### ACTION ITEM
Supply the number of lines in the data below that hold "instance", and let that number be the whole answer.

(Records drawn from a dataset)
=== Section Start ===

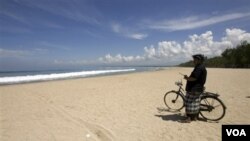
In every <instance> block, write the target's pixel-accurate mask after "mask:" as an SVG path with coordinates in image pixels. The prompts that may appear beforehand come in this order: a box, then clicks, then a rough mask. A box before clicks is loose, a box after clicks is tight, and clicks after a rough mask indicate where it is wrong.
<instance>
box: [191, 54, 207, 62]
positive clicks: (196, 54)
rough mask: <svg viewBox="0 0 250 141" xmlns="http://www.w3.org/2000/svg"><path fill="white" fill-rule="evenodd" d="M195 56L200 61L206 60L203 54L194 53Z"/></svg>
mask: <svg viewBox="0 0 250 141" xmlns="http://www.w3.org/2000/svg"><path fill="white" fill-rule="evenodd" d="M193 58H194V59H198V60H200V61H204V59H205V57H204V55H203V54H195V55H193Z"/></svg>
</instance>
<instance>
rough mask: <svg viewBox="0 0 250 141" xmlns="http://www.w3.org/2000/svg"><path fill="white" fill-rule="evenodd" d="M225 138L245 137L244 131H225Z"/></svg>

=== Section End ===

### RESPONSE TO THE TASK
4